Перескажите короче или в виде списка абзац из фрагмента об интеллигенции и народе, который начинается словами «Да, это абсолютно неуловимый субъект». Основные факты абзаца должны сохраниться.

ФРАГМЕНТ ТЕКСТА -
>>

Т.С.: Да, это абсолютно неуловимый субъект или объект познания. Но что интересно: происходит постоянное переоткрытие этого народа, переконструирование и пересоздание этого образа народа, а также постоянное открытие, познание и осознание для себя, что такое этот народ. Понимаете, они же социально очень разные, то есть, если мы сравниваем с первой половиной XIX века, это такой социальный микс, потому что большинство из них все равно еще принадлежат к дворянскому сословию, если использовать официальную структуру сословий в Российской империи. Да, это бедное дворянство, понятно, что это очень часто не то элитное дворянство, о котором мы говорим в смысле начала революционного движения, декабристов или о спорах западников и славянофилов, это другой социальный слой. Очень много людей из провинции, из маленьких провинциальных городов, из мещанства, из среды духовенства, конечно, потому что тут невозможно не учитывать, что в это время очень много выходцев из духовенства в связи с разными социальными, политическими и культурными процессами приходят в университеты и пополняют ряды этого сообщества. То есть социально это очень разнообразно. Но при этом все равно существует связка, что народ — это крестьянство, а они, вырастая в городах или получая образование в университетах, все равно сохраняют осознание того, что этот народ, о котором нужно заботиться, живет где-то рядом. Это абсолютно субъект-объектное отношение: о народе нужно заботиться, народ нужно вести, народ нужно преобразовать, народ нужно просвещать, то есть он все время объект какого-то действия, на который направлены усилия русской интеллигенции.

А.Т.: И для этого о нем нужно получить некую объективную информацию, его сначала нужно описать, изучить.

<<

ИСХОДНЫЕ ДАННЫЕ -
>>

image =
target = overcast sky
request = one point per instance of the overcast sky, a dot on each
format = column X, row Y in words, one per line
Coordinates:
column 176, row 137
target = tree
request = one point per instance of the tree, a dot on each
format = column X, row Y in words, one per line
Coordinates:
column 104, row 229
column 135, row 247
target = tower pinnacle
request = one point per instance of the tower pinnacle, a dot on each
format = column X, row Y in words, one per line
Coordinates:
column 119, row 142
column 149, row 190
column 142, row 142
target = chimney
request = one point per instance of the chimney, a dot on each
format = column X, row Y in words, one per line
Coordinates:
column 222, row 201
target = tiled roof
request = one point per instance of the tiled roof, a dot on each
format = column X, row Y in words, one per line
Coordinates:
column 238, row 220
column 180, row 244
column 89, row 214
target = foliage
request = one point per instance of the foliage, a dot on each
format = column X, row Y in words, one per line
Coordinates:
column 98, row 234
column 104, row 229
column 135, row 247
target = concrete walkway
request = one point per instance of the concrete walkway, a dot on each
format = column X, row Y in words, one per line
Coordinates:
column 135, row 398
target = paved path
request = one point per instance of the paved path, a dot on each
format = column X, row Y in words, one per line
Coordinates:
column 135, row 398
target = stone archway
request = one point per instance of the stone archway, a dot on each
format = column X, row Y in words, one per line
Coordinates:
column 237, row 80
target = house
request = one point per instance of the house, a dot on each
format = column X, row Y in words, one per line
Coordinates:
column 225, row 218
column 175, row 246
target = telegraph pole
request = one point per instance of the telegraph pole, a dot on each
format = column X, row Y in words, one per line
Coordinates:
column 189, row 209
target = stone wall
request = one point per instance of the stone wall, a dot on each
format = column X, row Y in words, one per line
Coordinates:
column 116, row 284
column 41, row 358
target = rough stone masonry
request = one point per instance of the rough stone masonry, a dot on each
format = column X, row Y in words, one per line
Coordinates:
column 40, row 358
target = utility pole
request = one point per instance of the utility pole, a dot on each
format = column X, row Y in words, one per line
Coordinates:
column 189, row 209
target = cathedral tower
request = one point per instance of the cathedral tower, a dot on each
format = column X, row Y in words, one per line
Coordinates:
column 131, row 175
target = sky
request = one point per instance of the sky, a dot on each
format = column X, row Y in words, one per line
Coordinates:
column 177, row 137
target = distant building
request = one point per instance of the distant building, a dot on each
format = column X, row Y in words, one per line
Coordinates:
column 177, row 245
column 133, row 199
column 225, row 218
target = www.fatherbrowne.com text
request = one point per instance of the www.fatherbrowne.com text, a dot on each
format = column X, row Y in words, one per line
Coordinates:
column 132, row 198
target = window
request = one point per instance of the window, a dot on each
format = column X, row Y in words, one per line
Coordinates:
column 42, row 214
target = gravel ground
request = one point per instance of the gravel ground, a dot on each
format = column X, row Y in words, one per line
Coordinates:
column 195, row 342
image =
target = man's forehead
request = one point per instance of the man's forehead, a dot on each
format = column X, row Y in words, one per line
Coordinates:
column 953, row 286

<<

РЕЗУЛЬТАТ ВЫПОЛНЕНИЯ -
- Народ назван неуловимым субъектом или объектом познания. Его образ постоянно переоткрывают, переконструируют и пересоздают.
- По сравнению с первой половиной XIX века сообщество социально очень разнообразно. Большинство в нем пока еще формально принадлежит к дворянству, но это бедное дворянство. Это не элитное дворянство времен декабристов и споров западников и славянофилов.
- В сообществе много выходцев из провинции, из маленьких городов, из мещанства и особенно из духовенства. Они приходят в университеты и пополняют его ряды.
- При этом народ по-прежнему отождествляется с крестьянством. Выросшие в городах и получившие образование люди сознают, что этот народ живет где-то рядом и о нем нужно заботиться.
- Отношение к народу субъект-объектное. Народ нужно вести, преобразовывать и просвещать. Он постоянно остается объектом усилий русской интеллигенции.